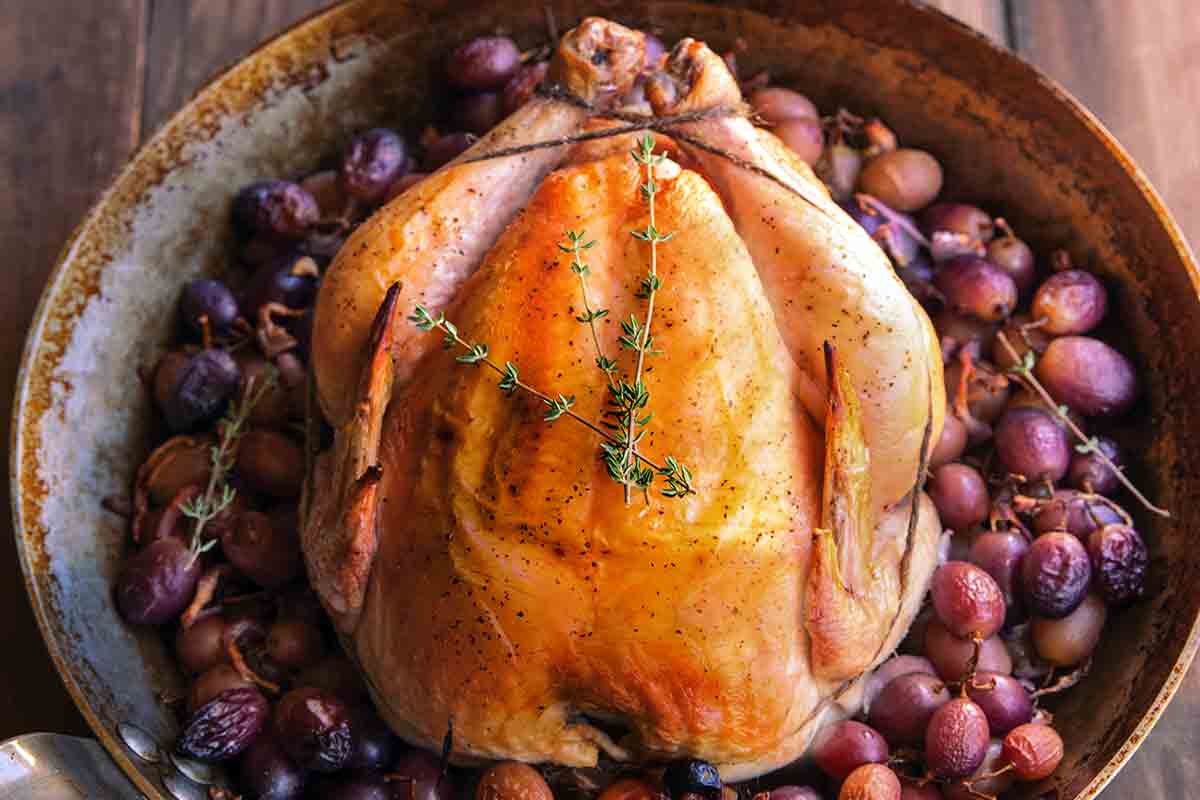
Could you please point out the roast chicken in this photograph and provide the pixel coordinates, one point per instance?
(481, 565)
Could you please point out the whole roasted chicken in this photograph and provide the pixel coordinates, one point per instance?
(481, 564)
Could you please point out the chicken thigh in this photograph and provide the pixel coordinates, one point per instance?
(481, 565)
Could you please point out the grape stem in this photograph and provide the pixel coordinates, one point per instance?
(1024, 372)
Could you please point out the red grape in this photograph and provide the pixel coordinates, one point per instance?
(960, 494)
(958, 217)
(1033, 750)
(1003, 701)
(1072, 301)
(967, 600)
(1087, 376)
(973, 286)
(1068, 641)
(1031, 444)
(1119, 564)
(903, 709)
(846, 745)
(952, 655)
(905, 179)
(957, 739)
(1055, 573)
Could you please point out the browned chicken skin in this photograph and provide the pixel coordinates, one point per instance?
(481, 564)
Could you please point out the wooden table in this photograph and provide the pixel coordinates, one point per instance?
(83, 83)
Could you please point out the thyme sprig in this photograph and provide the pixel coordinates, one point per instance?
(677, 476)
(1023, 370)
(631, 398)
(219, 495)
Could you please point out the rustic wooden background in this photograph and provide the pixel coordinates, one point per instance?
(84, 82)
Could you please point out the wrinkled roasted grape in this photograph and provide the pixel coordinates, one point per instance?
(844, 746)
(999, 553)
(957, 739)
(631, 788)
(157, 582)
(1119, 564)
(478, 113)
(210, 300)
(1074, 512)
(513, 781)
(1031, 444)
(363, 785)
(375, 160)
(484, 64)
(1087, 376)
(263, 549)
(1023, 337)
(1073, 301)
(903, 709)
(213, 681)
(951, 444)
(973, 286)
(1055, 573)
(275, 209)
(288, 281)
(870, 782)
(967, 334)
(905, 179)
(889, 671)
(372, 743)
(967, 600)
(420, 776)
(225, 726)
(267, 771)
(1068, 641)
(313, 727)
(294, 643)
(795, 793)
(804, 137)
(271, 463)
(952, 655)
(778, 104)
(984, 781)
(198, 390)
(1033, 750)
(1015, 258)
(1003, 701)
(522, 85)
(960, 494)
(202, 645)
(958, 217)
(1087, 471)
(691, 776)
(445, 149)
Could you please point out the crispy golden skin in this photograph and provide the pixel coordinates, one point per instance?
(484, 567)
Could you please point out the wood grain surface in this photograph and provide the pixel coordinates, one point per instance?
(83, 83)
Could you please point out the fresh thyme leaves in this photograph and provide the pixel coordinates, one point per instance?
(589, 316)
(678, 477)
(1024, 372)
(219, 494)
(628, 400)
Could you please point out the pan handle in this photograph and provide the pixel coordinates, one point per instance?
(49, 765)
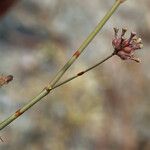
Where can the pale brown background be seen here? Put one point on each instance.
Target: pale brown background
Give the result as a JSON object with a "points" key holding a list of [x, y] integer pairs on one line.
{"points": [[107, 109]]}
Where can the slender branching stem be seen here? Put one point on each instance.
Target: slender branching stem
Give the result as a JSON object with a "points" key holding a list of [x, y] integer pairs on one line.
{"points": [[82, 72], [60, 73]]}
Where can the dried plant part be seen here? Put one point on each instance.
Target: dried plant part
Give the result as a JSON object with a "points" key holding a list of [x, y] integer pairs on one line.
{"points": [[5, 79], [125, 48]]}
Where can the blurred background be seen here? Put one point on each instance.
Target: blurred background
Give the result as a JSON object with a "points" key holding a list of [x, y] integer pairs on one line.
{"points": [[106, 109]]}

______

• _DIRECTIONS_:
Your answer must consist of every line in the listing that contains "Target".

• _EXERCISE ANSWER_:
Target: pale brown background
Target: slender branching stem
Target: dried plant part
Target: blurred background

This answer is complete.